# [Required tasks]
**a)** According to the telehealth passage, how many telehealth visits per month was OSU conducting before the pandemic?
**b)** Write a continuation of the passage on telehealth at OSU, beginning after its final sentence.

# [Selected text]
○ ○ ○ ○ ○

Paz said the telehealth surge that OSU saw during the pandemic is expected to continue. “We were doing 50 telehealth visits a month before the pandemic. Now we do up to about 3,000 per day, and I really don't see that changing,” he said. “When I came here two years ago, part of my plan was to transform a health system into a health platform. And central to that was this notion of using telehealth and digital health to drive care into the home — and that gets to health equity.” He said social determinants, behavioral determinants and environmental determinants of health are significant drivers of outcomes. “Many studies have found they make up about 40 percent of one's likelihood of dying of premature death or having poor health.” With two adjoining ZIP codes in the Columbus area, he added, the difference in in life expectancy difference is nearly 20 years.

○ ○ ○ ○ ○

Natural-language descriptions of regions:
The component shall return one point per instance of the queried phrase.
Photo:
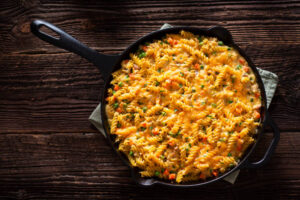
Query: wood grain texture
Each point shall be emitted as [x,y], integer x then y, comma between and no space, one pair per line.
[49,150]
[82,165]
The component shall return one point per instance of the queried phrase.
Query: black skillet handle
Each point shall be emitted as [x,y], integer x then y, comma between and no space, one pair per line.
[105,63]
[271,148]
[222,33]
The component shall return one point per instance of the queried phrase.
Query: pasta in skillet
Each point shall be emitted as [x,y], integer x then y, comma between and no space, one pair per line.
[184,108]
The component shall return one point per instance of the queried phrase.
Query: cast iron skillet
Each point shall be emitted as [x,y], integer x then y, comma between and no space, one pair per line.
[110,63]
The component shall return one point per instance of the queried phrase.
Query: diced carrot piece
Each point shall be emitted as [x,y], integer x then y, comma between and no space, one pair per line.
[202,176]
[166,172]
[215,173]
[239,147]
[131,76]
[239,110]
[172,176]
[144,124]
[145,48]
[116,88]
[257,94]
[171,143]
[170,40]
[246,69]
[197,66]
[256,115]
[155,131]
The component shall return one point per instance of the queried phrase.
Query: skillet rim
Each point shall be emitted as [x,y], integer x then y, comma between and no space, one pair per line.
[223,35]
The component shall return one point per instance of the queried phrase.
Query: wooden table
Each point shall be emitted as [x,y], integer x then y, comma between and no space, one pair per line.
[48,148]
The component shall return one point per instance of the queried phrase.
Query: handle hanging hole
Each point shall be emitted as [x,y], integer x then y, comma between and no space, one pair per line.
[48,31]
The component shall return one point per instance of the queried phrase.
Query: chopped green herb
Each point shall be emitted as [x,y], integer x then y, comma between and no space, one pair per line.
[238,67]
[131,153]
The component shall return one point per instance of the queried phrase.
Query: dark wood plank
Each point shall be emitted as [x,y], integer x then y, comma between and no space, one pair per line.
[78,165]
[58,92]
[49,149]
[60,89]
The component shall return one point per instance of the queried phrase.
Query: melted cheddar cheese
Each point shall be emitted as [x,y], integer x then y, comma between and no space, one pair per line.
[184,108]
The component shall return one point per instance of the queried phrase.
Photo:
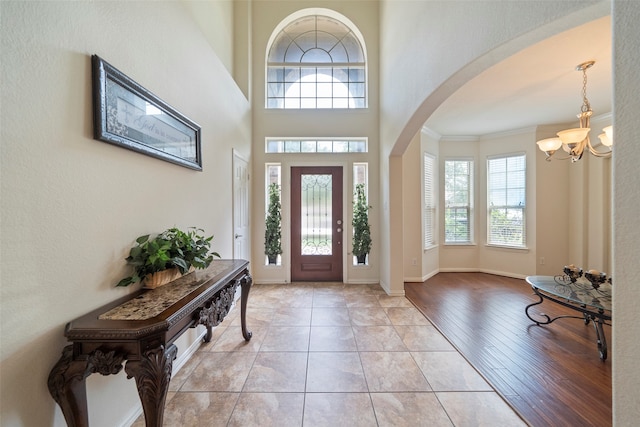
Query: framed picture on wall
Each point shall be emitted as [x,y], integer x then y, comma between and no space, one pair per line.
[128,115]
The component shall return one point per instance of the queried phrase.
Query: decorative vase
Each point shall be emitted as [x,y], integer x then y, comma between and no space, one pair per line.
[159,278]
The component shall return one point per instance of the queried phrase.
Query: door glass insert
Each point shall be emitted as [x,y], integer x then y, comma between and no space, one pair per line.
[316,214]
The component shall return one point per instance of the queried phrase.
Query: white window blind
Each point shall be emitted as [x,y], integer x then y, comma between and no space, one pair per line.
[429,201]
[458,198]
[506,192]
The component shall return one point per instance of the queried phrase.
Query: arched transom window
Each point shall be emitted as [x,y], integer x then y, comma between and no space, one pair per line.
[316,62]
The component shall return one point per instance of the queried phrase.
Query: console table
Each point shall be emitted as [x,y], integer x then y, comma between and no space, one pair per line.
[580,295]
[141,329]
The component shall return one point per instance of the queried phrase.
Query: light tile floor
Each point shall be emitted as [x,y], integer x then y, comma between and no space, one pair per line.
[330,354]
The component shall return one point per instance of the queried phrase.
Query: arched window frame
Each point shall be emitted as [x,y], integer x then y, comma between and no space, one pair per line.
[311,83]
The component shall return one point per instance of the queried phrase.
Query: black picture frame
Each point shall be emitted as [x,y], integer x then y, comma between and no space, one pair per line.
[128,115]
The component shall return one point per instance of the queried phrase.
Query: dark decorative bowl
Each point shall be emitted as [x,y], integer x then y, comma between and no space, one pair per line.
[596,278]
[572,272]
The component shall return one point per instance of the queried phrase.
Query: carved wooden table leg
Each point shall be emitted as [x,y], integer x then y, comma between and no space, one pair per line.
[67,387]
[245,283]
[152,374]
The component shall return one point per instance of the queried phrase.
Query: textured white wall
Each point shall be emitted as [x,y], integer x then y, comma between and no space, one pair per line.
[626,205]
[71,205]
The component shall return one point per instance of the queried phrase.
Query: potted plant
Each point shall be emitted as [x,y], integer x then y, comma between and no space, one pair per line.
[273,226]
[361,228]
[173,253]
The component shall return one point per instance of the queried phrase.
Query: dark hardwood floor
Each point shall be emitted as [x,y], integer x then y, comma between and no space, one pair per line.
[551,375]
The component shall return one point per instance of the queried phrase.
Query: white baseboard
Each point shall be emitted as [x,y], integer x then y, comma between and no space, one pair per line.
[483,270]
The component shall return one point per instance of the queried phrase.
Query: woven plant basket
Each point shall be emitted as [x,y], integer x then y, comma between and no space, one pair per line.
[159,278]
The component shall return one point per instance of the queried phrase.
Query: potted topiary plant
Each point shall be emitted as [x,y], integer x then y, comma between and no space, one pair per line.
[361,228]
[167,256]
[273,225]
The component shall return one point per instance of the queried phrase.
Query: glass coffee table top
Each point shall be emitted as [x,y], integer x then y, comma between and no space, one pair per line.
[582,292]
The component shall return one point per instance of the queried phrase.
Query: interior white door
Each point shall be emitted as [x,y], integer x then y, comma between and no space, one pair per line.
[240,207]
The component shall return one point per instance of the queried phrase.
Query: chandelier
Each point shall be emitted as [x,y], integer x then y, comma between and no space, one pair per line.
[575,141]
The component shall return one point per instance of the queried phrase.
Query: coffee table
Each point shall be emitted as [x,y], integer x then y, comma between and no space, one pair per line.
[580,295]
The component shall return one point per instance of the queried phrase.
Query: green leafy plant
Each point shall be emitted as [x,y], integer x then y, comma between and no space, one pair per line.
[273,226]
[173,248]
[360,222]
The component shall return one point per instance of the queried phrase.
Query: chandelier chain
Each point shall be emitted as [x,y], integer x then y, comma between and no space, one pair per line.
[586,106]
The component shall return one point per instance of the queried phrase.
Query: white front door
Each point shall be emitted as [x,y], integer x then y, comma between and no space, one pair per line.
[240,207]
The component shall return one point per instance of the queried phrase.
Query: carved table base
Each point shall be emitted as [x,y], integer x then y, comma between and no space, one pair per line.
[146,346]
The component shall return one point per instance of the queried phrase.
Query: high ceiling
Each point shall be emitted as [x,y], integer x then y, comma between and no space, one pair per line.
[536,86]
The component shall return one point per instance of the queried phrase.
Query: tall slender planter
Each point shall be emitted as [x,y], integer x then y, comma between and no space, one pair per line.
[273,226]
[361,228]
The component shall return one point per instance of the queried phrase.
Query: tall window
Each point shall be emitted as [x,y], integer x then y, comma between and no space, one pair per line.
[429,201]
[316,62]
[506,182]
[458,201]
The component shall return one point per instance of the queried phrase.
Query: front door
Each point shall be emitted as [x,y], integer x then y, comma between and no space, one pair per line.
[316,223]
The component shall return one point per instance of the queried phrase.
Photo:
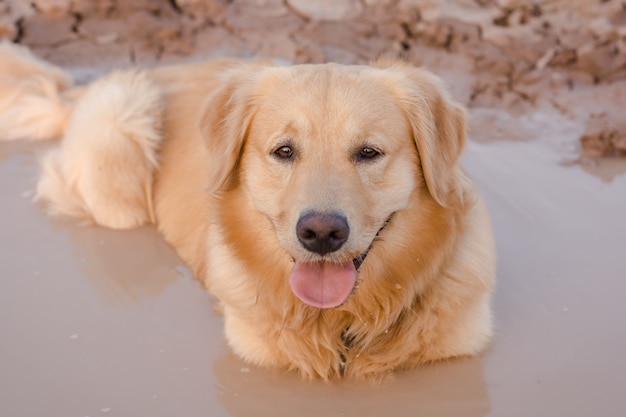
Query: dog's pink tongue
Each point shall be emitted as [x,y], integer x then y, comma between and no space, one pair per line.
[322,284]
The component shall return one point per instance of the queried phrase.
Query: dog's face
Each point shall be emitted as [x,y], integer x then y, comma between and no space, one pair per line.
[328,154]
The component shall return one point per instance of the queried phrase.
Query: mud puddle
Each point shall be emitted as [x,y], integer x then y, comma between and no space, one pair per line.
[96,322]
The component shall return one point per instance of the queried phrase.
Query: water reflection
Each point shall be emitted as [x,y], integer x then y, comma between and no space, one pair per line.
[126,266]
[455,387]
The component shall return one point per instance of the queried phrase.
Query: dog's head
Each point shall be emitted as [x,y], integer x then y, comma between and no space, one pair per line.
[329,153]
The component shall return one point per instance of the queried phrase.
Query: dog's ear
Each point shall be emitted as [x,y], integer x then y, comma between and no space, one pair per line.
[224,126]
[438,124]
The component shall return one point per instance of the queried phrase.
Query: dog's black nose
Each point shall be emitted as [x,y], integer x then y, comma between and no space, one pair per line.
[322,232]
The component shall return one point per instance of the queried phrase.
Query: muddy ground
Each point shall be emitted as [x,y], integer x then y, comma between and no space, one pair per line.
[95,322]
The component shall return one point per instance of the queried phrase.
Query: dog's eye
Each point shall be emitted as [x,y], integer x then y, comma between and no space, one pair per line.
[368,153]
[284,152]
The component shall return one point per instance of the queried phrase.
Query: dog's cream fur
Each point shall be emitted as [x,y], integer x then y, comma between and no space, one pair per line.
[191,148]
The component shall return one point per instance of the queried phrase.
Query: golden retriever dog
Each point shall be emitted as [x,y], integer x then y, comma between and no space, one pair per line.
[323,205]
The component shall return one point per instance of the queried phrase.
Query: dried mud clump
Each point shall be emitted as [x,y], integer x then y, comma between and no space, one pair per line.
[502,54]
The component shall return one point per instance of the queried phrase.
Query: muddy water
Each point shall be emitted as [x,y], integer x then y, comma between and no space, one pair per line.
[96,322]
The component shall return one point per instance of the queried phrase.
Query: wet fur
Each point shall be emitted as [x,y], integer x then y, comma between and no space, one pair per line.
[185,147]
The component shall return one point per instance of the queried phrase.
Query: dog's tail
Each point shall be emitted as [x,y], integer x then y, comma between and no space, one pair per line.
[36,98]
[102,170]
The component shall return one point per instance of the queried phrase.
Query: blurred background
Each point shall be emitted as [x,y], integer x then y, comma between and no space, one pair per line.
[553,55]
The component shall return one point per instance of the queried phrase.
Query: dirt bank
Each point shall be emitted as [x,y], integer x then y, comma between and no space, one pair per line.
[553,56]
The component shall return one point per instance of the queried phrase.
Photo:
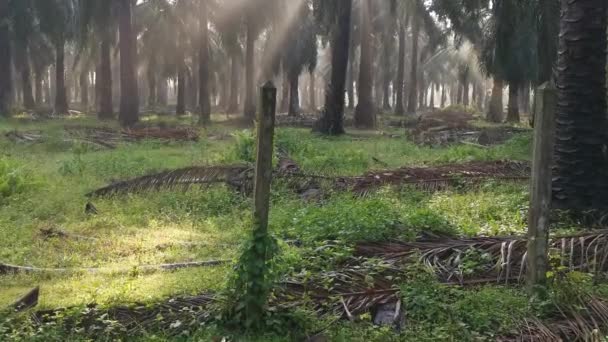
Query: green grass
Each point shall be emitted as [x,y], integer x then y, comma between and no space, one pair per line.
[44,185]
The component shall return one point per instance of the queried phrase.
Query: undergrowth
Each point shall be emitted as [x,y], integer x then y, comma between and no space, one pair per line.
[43,185]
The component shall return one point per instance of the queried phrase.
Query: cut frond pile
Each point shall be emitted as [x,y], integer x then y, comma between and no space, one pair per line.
[487,260]
[441,177]
[240,176]
[583,321]
[181,178]
[173,316]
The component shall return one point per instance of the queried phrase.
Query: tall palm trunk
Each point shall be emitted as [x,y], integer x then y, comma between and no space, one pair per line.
[152,82]
[26,75]
[249,72]
[388,46]
[233,105]
[495,110]
[203,72]
[38,79]
[413,94]
[312,92]
[84,88]
[466,90]
[579,180]
[5,60]
[61,100]
[104,78]
[399,107]
[294,94]
[161,92]
[129,97]
[180,109]
[365,116]
[513,110]
[350,76]
[332,119]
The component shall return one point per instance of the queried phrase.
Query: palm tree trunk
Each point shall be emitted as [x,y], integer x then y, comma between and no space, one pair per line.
[365,116]
[388,46]
[294,94]
[5,61]
[152,83]
[84,89]
[284,107]
[104,80]
[203,61]
[162,92]
[233,105]
[495,110]
[465,93]
[579,174]
[180,109]
[513,110]
[61,100]
[38,95]
[413,94]
[129,97]
[332,119]
[399,108]
[249,70]
[26,76]
[350,76]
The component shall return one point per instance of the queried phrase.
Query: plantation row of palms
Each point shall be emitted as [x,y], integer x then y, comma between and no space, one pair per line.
[390,56]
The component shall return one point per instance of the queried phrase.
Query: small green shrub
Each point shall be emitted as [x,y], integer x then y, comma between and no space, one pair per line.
[344,218]
[244,146]
[442,312]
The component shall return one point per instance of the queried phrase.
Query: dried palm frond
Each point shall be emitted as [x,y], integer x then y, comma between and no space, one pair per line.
[352,290]
[14,269]
[501,259]
[172,316]
[24,136]
[440,177]
[583,320]
[181,178]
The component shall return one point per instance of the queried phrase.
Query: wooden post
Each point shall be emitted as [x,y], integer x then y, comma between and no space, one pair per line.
[263,167]
[540,187]
[258,254]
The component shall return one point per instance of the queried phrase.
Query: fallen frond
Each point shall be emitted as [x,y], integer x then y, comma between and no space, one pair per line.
[181,178]
[495,259]
[586,319]
[173,316]
[12,269]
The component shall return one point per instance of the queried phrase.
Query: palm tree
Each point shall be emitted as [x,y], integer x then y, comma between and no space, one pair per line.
[300,53]
[365,116]
[97,23]
[328,12]
[204,102]
[22,18]
[388,20]
[129,98]
[5,59]
[57,21]
[580,160]
[399,86]
[41,55]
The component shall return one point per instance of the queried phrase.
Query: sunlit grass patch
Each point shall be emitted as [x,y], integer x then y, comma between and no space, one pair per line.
[493,209]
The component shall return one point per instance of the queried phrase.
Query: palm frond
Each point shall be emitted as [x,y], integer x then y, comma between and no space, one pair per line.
[181,178]
[498,259]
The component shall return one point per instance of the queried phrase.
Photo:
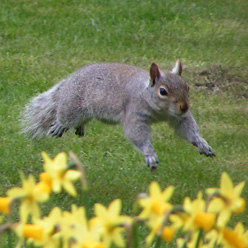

○ ○ ○ ○ ○

# [Answer section]
**a)** 50 visits a month.

**b)**
“We've expanded our telehealth platform dramatically and we have digital solutions as well,” Paz said. “We're really putting more emphasis on driving care in the home, and trying to do as much as we can to keep people healthy in their homes or address their healthcare needs in the home, because we recognize that if we can do that successfully, we can create a personalized health experience and ecosystem of solutions beginning in the home that really address those social and behavioral and environmental determinants of health, where we believe we have the greatest opportunity to impact overall outcomes and to do as many things as we possibly can to avoid premature death and poor health outcomes.”

OSU recently announced a partnership with DispatchHealth, a provider of in-home medical care, as well as a joint venture with Alternate Solutions Health Network (ASHN). The ASHN deal will become operational by August 2021 and will be jointly owned by OSU Holding Corp., an Ohio State-affiliated entity and ASHN. A multi-disciplinary team will treat patients for many types of illnesses, injuries and conditions. This includes patients recovering from surgery, patients with chronic or acute conditions including cancer, older adults, and patients who require nursing care or rehabilitation services.

The innovation in response to the pandemic extends to medical education, Paz said.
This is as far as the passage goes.